PROVIDED DATA |
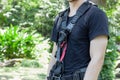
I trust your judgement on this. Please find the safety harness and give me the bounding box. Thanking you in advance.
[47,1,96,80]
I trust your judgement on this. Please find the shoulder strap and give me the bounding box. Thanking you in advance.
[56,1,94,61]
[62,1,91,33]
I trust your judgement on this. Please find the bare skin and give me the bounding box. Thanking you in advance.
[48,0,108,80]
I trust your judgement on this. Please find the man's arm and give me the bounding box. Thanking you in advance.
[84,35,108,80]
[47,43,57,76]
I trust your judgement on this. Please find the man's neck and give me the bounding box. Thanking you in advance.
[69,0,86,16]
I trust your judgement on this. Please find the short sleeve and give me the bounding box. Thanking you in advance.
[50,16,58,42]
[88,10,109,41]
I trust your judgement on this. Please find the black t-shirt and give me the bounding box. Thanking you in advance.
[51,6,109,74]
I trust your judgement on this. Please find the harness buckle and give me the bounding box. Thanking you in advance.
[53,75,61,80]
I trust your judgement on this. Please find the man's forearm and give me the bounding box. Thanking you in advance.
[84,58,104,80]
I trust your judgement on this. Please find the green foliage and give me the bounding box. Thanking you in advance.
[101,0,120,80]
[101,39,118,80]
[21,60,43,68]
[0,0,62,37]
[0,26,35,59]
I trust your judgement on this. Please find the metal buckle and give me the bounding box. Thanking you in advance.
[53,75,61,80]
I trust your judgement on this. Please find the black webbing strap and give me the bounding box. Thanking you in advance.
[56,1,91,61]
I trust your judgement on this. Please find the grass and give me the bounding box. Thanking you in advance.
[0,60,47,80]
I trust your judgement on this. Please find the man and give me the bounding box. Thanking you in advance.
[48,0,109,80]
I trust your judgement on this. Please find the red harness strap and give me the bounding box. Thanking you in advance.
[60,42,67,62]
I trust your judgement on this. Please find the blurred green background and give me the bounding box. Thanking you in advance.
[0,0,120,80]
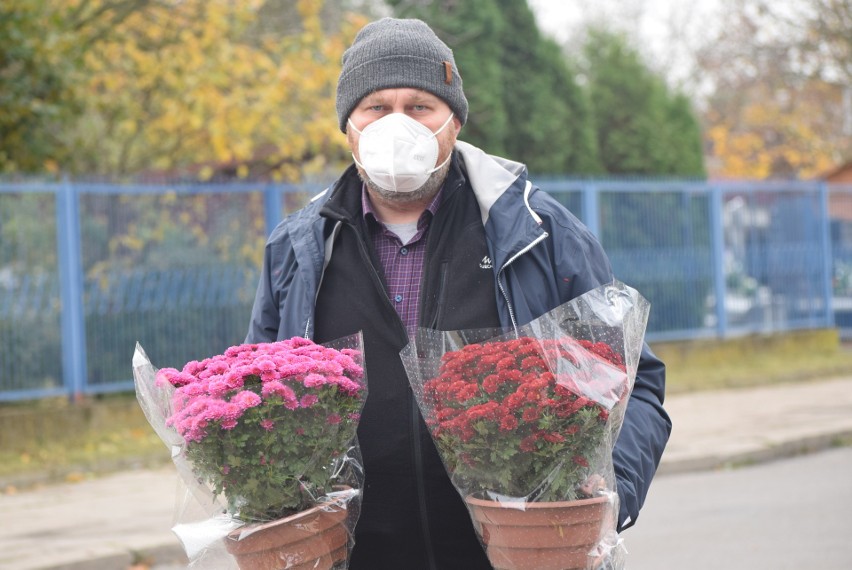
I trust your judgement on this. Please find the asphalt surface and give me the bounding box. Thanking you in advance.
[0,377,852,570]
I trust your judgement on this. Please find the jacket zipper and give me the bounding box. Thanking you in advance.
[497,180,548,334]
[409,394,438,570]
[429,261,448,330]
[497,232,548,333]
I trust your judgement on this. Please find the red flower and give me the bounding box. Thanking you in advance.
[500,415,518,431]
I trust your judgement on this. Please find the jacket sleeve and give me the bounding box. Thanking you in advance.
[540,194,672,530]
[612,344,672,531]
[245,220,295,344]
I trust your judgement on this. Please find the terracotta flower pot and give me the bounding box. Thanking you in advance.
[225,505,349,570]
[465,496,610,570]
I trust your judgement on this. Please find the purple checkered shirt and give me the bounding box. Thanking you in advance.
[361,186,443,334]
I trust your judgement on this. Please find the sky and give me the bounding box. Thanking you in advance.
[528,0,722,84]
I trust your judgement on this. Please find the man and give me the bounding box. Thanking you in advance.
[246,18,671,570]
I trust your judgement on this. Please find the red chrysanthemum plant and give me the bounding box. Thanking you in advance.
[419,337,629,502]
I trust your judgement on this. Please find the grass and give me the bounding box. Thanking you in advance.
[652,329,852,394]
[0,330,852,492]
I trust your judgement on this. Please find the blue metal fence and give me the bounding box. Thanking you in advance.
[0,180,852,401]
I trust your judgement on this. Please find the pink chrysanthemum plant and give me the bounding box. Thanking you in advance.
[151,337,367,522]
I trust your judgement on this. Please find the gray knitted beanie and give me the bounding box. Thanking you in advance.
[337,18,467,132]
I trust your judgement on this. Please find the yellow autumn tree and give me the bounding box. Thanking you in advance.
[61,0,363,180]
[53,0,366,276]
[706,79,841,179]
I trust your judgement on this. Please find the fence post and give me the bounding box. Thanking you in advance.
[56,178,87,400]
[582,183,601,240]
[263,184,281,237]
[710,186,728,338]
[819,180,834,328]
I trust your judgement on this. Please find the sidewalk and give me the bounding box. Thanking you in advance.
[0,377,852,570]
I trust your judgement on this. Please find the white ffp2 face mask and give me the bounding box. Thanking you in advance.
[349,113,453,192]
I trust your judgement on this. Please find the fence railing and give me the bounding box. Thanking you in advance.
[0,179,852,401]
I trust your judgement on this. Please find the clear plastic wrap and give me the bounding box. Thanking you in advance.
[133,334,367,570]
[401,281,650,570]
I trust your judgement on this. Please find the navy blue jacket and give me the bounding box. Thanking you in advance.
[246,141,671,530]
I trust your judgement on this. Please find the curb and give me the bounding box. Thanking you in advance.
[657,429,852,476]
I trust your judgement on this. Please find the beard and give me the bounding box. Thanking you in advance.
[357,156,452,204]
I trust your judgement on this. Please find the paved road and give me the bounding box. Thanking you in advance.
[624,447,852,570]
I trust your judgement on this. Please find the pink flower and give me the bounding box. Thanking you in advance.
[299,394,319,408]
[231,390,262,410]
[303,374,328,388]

EXERCISE TASK | Copy out the entries above word for word, from the start of the entries through the line that contains "[48,0,108,80]", both ends included. Leave the pictures out of your answer.

EXERCISE RESPONSE |
I trust your judgement on this. Please find the safety harness and give me the bounding box. Thanking you in advance.
[47,1,96,80]
I trust your judgement on this. Please find the shoulder strap and give me the bounding box. Thanking you in advance.
[56,1,94,61]
[62,1,91,33]
I trust your judgement on this. Please find the bare skin and give me the bounding box. Thanking you in advance.
[48,0,108,80]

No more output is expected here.